Pediremos ao mercado que nos apresente projetos dessa natureza, com potencial de descarbonização da economia, e o BNDES comprará os créditos de carbono a partir de duas modalidades. Numa delas, em projetos já existentes, validados por uma certificadora e aptos a emitir créditos de carbono, a compra será spot, à vista.
Outra modalidade é a de projetos ainda em elaboração. Em geral, o processo de certificação é longo, pois demanda uma série de etapas, demoradas. Acreditamos que a atuação do BNDES tenderá a agilizar esse processo. Nessa modalidade, compraremos os créditos de carbono a termo, ou seja, daremos ao projeto, se aprovado, uma garantia de compra desses créditos quando estiver em condições de emiti-los.
Qual o montante de recursos o BNDES pretende aplicar na compra de créditos de carbono?
Estamos falando de números que podem chegar a R$ 500 milhões, imaginamos alocar esse montante em três anos, a depender da viabilidade dos projetos apresentados. Com isso, sinalizaremos que temos fé no mercado de crédito de carbono e, pelo peso do BNDES, de um banco de desenvolvimento, com objetivos de longo prazo, imaginamos proporcionar confiança no sistema como um todo.
O que o BNDES fará com os créditos de carbono comprados?
A princípio, vamos carregar essas compras de crédito de carbono no nosso balanço como investimento, da mesma forma que compramos ações e fazemos investimento em startups. Hoje, os créditos de carbono são cotados entre US$ 8 e US$ 12 a tonelada equivalente de CO². Com base nas metas de descarbonização dos governos e das empresas, é provável que esses preços subam, pela demanda que se criará no mercado.

- _Instruções da tarefa_
Retome a entrevista sobre a compra de créditos de carbono pelo BNDES e continue-a a partir da última frase. Não é preciso consultar os itens.

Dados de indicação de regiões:
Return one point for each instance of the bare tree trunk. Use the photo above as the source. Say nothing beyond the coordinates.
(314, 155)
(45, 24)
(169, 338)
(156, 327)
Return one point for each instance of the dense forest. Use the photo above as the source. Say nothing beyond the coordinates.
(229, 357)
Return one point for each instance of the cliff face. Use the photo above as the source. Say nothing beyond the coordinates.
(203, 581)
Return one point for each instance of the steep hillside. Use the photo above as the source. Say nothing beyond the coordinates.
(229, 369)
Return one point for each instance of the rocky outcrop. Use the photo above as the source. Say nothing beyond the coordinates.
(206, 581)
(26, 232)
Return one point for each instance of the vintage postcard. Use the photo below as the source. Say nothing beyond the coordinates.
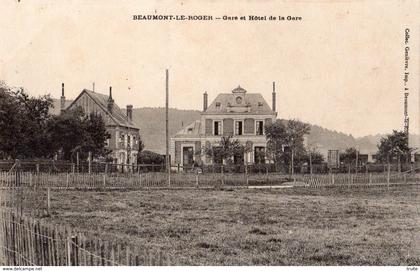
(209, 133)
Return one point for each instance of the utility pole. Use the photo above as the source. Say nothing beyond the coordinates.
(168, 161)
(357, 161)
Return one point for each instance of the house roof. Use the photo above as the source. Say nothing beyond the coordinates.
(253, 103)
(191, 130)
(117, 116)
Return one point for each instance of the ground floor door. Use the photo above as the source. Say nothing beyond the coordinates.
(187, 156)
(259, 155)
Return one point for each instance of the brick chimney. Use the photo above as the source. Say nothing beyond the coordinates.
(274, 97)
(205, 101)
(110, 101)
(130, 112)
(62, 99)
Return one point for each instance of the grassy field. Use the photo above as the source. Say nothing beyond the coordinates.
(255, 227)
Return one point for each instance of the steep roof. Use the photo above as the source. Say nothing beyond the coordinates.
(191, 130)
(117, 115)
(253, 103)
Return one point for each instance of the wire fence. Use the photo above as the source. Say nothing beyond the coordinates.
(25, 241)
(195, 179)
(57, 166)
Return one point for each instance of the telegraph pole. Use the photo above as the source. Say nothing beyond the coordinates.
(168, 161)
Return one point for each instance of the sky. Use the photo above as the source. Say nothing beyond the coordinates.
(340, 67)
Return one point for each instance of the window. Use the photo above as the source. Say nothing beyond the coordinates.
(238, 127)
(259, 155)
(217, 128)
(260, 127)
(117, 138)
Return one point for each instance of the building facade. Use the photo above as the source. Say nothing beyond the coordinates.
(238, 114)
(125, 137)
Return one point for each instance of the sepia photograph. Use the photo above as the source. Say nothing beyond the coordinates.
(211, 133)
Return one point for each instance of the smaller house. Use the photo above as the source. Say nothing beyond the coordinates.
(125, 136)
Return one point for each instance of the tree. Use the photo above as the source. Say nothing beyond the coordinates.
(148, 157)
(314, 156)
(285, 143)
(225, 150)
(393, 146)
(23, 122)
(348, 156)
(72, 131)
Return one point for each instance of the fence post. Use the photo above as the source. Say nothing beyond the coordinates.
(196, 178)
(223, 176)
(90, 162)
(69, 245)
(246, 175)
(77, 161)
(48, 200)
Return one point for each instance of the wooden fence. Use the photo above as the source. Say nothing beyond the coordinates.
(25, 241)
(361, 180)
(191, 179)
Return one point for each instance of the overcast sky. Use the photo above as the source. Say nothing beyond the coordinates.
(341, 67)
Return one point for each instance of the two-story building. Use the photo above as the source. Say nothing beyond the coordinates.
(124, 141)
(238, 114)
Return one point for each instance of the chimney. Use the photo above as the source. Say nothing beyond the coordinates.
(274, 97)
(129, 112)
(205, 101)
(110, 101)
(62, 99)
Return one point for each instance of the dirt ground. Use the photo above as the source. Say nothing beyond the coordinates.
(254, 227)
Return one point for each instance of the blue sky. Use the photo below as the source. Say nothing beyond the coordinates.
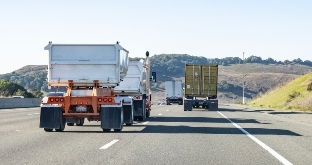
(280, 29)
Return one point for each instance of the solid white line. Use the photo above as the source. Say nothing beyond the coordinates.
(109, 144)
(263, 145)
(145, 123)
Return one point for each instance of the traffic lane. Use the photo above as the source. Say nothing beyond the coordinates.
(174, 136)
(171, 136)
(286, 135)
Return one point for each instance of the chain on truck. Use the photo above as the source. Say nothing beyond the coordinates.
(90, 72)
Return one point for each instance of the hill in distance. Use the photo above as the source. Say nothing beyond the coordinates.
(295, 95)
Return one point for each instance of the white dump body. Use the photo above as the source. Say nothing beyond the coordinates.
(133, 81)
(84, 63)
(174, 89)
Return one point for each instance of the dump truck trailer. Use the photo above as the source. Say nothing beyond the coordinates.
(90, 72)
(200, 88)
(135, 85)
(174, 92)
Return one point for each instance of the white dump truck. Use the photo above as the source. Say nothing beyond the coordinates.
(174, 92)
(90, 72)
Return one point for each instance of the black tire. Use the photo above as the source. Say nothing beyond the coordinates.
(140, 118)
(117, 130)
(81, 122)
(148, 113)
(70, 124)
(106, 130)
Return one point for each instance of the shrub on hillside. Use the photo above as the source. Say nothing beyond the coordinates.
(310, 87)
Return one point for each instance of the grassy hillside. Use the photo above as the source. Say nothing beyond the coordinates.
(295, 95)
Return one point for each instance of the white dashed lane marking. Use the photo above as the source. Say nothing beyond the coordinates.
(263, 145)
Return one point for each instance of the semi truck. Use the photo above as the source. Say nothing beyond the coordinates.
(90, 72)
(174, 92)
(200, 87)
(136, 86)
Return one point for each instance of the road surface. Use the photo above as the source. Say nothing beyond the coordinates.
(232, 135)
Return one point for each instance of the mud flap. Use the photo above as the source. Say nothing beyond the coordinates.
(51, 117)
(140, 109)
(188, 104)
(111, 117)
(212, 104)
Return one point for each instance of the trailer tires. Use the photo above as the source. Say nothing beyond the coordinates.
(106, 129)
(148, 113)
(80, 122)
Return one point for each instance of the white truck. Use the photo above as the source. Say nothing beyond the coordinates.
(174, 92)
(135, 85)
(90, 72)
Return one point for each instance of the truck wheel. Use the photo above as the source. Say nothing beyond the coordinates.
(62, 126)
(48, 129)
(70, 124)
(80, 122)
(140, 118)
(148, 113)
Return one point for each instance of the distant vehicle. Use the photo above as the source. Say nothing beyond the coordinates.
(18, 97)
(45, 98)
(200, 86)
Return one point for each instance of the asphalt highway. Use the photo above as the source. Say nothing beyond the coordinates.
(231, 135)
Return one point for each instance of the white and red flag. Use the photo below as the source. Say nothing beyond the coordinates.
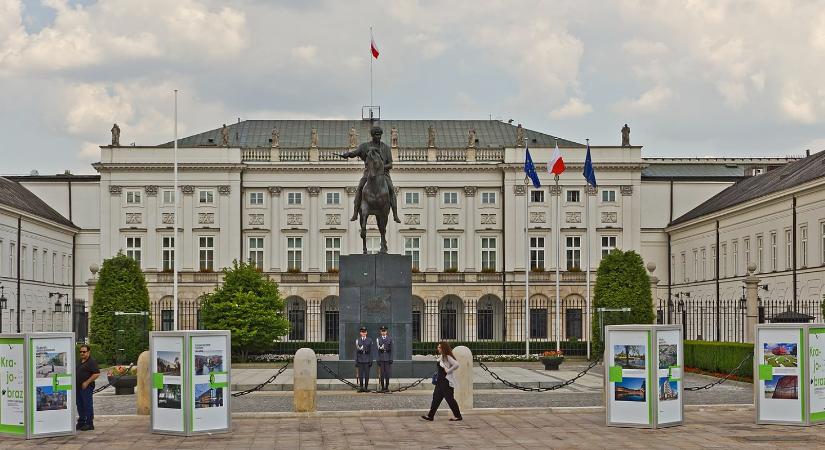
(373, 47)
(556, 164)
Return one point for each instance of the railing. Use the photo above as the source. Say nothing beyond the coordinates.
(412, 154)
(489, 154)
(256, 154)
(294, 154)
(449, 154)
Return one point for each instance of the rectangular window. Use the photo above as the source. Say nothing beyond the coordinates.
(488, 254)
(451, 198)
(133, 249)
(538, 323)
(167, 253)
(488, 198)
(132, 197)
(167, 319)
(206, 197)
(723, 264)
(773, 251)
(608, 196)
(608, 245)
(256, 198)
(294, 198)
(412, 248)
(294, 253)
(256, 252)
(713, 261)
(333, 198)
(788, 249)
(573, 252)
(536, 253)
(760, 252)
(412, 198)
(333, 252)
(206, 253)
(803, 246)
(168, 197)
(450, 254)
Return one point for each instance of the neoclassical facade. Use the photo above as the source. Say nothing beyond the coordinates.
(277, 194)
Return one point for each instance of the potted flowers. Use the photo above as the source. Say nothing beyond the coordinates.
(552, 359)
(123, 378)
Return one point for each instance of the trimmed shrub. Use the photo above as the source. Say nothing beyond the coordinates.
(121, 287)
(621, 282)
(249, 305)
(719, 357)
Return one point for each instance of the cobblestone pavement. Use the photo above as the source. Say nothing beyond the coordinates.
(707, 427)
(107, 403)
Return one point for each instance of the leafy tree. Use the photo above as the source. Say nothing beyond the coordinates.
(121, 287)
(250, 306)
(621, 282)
* * *
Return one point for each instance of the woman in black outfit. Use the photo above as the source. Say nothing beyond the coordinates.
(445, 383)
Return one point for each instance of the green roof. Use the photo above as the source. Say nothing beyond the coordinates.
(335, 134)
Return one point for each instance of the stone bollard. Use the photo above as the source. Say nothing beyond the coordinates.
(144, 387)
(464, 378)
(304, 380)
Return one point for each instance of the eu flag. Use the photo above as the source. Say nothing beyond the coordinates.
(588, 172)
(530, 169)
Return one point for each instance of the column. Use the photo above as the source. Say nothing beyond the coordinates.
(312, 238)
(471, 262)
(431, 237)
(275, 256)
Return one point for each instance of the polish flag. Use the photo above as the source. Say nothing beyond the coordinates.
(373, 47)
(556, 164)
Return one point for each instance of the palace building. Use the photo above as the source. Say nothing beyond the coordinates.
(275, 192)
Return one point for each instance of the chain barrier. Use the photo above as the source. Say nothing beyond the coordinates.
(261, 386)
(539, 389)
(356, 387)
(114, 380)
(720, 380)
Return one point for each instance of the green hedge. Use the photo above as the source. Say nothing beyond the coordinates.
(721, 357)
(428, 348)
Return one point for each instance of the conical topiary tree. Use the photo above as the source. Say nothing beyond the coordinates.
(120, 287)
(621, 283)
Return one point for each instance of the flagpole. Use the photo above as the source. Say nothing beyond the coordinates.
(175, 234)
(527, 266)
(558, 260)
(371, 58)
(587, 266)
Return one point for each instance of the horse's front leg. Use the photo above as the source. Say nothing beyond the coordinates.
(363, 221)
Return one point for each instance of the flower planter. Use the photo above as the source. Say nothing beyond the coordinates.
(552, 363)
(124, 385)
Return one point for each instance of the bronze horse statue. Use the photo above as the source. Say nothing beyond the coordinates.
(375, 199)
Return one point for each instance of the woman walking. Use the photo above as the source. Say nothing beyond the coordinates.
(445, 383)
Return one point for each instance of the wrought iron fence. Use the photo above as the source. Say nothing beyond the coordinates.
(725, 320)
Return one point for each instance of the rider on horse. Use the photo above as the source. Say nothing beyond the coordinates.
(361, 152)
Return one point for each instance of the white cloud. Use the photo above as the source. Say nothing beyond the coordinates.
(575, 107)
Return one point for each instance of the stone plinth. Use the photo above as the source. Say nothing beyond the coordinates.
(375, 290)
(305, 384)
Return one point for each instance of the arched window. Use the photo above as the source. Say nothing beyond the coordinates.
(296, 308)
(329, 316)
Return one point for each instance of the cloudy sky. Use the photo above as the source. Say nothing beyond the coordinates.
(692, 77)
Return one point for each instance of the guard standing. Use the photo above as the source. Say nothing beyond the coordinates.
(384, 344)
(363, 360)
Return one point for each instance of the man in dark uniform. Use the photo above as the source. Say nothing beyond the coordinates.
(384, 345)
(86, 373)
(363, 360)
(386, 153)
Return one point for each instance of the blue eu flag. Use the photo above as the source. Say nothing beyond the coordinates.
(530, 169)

- _Resposta da tarefa_
Numa outra hipótese, haverá empresas que precisarão de créditos de carbono e não terão tempo para esperar o projeto maturar. O BNDES pode esperar. É um banco de desenvolvimento e está aqui para isso mesmo. Então, poderá vender os créditos para essas empresas. Uma terceira hipótese é o BNDES utilizar esses créditos de carbono para neutralizar suas próprias emissões de carbono.
De que forma os critérios ESG estão sendo levados em consideração na concessão de financiamentos do BNDES?
Cada vez mais ouviremos mais um termo chamado linked loan (empréstimo vinculado). Por exemplo, o BNDES financia a compra de máquinas e equipamento de uma indústria. Na modalidade linked loan, a taxa de juros pode ter um desconto, se o tomador do empréstimo demonstrar que conseguiu reduzir sua emissão de gases do efeito estufa. Cada vez mais a estrutura de empréstimo do BNDES será vinculada com descarbonização e melhorias do ponto de vista social. As empresas terão de se compromissar a desenvolver programas sociais, seja com seus funcionários e familiares, seja com a comunidade com a qual se relacionam.
Nesse contexto, o BNDES também está estimulando startups que possam ajudar nesse processo, como na estruturação dos projetos de preservar a floresta e reflorestar a mata?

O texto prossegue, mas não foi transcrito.